> _Problem requirements_
What follows is a set of records, each of which is to be written out exactly.

START Available records

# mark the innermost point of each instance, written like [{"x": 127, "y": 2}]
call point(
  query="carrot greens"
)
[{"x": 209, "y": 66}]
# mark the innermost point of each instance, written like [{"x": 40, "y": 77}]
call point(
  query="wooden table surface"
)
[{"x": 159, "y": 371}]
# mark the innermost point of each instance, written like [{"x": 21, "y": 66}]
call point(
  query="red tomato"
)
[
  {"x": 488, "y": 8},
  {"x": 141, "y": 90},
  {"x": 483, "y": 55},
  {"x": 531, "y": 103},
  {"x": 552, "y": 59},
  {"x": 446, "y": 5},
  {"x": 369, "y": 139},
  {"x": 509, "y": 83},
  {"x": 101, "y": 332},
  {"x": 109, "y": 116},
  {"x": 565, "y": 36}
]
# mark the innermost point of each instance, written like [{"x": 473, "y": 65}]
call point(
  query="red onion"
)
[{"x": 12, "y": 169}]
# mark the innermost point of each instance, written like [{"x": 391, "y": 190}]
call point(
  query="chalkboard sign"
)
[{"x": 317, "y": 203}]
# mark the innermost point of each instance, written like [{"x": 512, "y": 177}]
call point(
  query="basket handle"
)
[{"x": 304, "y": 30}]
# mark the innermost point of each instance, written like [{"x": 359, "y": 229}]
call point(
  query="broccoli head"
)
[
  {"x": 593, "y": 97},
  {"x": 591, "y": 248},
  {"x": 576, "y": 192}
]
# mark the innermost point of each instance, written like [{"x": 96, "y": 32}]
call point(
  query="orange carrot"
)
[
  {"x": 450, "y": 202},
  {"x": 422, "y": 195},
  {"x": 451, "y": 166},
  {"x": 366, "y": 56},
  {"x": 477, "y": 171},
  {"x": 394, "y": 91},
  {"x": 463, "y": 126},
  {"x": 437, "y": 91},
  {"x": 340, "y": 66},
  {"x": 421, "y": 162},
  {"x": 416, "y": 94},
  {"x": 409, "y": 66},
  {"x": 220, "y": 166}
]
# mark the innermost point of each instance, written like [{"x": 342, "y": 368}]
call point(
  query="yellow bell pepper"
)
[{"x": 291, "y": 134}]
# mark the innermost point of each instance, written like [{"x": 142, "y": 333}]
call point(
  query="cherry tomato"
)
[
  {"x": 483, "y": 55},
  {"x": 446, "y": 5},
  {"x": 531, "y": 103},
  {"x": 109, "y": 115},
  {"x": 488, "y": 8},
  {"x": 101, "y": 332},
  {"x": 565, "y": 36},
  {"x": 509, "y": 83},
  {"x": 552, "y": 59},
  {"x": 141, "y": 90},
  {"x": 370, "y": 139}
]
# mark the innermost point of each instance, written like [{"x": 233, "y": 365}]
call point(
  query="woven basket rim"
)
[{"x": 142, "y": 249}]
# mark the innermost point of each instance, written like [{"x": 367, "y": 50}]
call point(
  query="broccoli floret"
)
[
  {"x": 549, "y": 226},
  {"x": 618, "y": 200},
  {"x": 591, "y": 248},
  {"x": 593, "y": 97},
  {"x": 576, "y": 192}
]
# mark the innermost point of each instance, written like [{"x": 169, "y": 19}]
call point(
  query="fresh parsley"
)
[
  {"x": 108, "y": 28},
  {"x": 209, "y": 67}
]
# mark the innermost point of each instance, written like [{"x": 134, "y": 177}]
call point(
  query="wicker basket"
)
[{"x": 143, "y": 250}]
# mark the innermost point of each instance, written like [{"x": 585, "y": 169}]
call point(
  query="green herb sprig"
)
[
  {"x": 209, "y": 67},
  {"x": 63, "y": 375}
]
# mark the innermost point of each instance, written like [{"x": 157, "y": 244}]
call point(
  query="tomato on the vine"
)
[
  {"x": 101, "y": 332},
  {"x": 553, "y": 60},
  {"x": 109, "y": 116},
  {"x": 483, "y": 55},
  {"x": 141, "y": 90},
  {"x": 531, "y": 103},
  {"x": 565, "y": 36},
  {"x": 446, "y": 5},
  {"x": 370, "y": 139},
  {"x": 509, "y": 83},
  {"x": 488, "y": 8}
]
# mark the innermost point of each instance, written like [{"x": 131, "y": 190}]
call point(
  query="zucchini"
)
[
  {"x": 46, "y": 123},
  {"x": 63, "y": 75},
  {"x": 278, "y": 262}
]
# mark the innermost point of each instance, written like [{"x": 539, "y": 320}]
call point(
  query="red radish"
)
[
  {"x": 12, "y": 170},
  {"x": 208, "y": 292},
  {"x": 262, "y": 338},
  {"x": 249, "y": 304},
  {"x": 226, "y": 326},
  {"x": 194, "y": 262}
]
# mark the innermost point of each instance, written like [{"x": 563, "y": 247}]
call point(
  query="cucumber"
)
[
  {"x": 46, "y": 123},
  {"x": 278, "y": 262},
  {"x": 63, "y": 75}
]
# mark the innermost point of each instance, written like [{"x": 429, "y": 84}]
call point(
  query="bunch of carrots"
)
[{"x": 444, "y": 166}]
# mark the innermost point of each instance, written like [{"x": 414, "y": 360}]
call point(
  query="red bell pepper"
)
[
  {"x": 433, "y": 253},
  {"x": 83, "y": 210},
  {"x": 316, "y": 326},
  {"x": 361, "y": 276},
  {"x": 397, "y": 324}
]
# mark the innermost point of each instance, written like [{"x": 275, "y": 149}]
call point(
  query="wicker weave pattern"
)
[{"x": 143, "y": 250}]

END Available records

> _Your solution_
# mark the innermost point of each instance, written like [{"x": 127, "y": 2}]
call point(
  query="carrot greens"
)
[{"x": 209, "y": 66}]
# mark the innermost point of each instance, written like [{"x": 40, "y": 77}]
call point(
  query="wooden table surface"
)
[{"x": 159, "y": 371}]
# mark the innermost point of each instance, written like [{"x": 21, "y": 66}]
call point(
  query="red tomato"
)
[
  {"x": 488, "y": 8},
  {"x": 141, "y": 90},
  {"x": 483, "y": 55},
  {"x": 531, "y": 103},
  {"x": 552, "y": 59},
  {"x": 446, "y": 5},
  {"x": 369, "y": 139},
  {"x": 509, "y": 83},
  {"x": 101, "y": 332},
  {"x": 109, "y": 116},
  {"x": 565, "y": 36}
]
# mark the innermost point of each instance, written like [{"x": 473, "y": 65}]
call point(
  query="red onion"
)
[{"x": 12, "y": 169}]
# mark the innermost point of each instance, written like [{"x": 391, "y": 190}]
call point(
  query="chalkboard sign"
)
[{"x": 317, "y": 203}]
# mark the innermost point of each instance, written like [{"x": 512, "y": 177}]
call point(
  query="basket handle"
)
[{"x": 304, "y": 30}]
# mark the innermost point of each instance, written like [{"x": 359, "y": 229}]
call point(
  query="broccoli head"
)
[
  {"x": 593, "y": 97},
  {"x": 591, "y": 248},
  {"x": 576, "y": 192}
]
# mark the innermost point of each instance, written like [{"x": 96, "y": 32}]
call point(
  query="orange carrot"
)
[
  {"x": 450, "y": 202},
  {"x": 422, "y": 195},
  {"x": 451, "y": 166},
  {"x": 366, "y": 56},
  {"x": 477, "y": 171},
  {"x": 394, "y": 91},
  {"x": 463, "y": 126},
  {"x": 437, "y": 91},
  {"x": 340, "y": 66},
  {"x": 421, "y": 162},
  {"x": 416, "y": 94},
  {"x": 409, "y": 66},
  {"x": 220, "y": 166}
]
# mark the innermost point of each instance, written like [{"x": 342, "y": 368}]
call point(
  query="yellow bell pepper"
)
[{"x": 291, "y": 134}]
# mark the innermost point of each instance, written like [{"x": 142, "y": 333}]
call point(
  query="cherry tomato"
)
[
  {"x": 483, "y": 55},
  {"x": 446, "y": 5},
  {"x": 531, "y": 103},
  {"x": 109, "y": 115},
  {"x": 488, "y": 8},
  {"x": 101, "y": 332},
  {"x": 565, "y": 36},
  {"x": 509, "y": 83},
  {"x": 552, "y": 59},
  {"x": 141, "y": 90},
  {"x": 370, "y": 139}
]
# mark the innermost point of each instance, written like [{"x": 233, "y": 365}]
call point(
  query="woven basket rim"
)
[{"x": 142, "y": 249}]
# mark the innermost point of each instance, written like [{"x": 367, "y": 50}]
call point(
  query="broccoli floret"
)
[
  {"x": 549, "y": 226},
  {"x": 618, "y": 200},
  {"x": 591, "y": 248},
  {"x": 593, "y": 97},
  {"x": 576, "y": 192}
]
# mark the innermost point of each instance, written like [{"x": 169, "y": 19}]
call point(
  query="fresh parsley"
)
[
  {"x": 108, "y": 28},
  {"x": 209, "y": 67}
]
# mark the innermost point of each instance, written like [{"x": 134, "y": 177}]
call point(
  query="wicker basket"
)
[{"x": 143, "y": 250}]
# mark the innermost point of each instance, written like [{"x": 585, "y": 169}]
call point(
  query="green herb sprig"
)
[
  {"x": 209, "y": 67},
  {"x": 63, "y": 375}
]
# mark the innermost point of each instance, written like [{"x": 157, "y": 244}]
call point(
  query="tomato on the vine"
)
[
  {"x": 101, "y": 332},
  {"x": 553, "y": 60},
  {"x": 109, "y": 116},
  {"x": 483, "y": 55},
  {"x": 141, "y": 90},
  {"x": 531, "y": 103},
  {"x": 565, "y": 36},
  {"x": 446, "y": 5},
  {"x": 370, "y": 139},
  {"x": 509, "y": 83},
  {"x": 488, "y": 8}
]
# mark the innermost point of each instance, written like [{"x": 131, "y": 190}]
call point(
  query="zucchini"
)
[
  {"x": 46, "y": 123},
  {"x": 63, "y": 75},
  {"x": 278, "y": 262}
]
# mark the innermost point of each instance, written like [{"x": 539, "y": 320}]
call point(
  query="red radish"
)
[
  {"x": 12, "y": 170},
  {"x": 208, "y": 292},
  {"x": 262, "y": 338},
  {"x": 249, "y": 304},
  {"x": 226, "y": 326},
  {"x": 194, "y": 262}
]
# mark the innermost point of each instance, written like [{"x": 563, "y": 247}]
call point(
  query="cucumber"
)
[
  {"x": 46, "y": 123},
  {"x": 278, "y": 262},
  {"x": 63, "y": 75}
]
# mark the innermost point of each instance, written like [{"x": 429, "y": 84}]
call point(
  query="bunch of carrots"
)
[{"x": 444, "y": 166}]
# mark the innermost point of each instance, written like [{"x": 414, "y": 360}]
call point(
  query="red bell pepper"
)
[
  {"x": 433, "y": 253},
  {"x": 83, "y": 210},
  {"x": 316, "y": 326},
  {"x": 361, "y": 276},
  {"x": 397, "y": 324}
]
# mark the innermost point of each instance, written like [{"x": 275, "y": 149}]
call point(
  query="wicker weave pattern"
)
[{"x": 143, "y": 250}]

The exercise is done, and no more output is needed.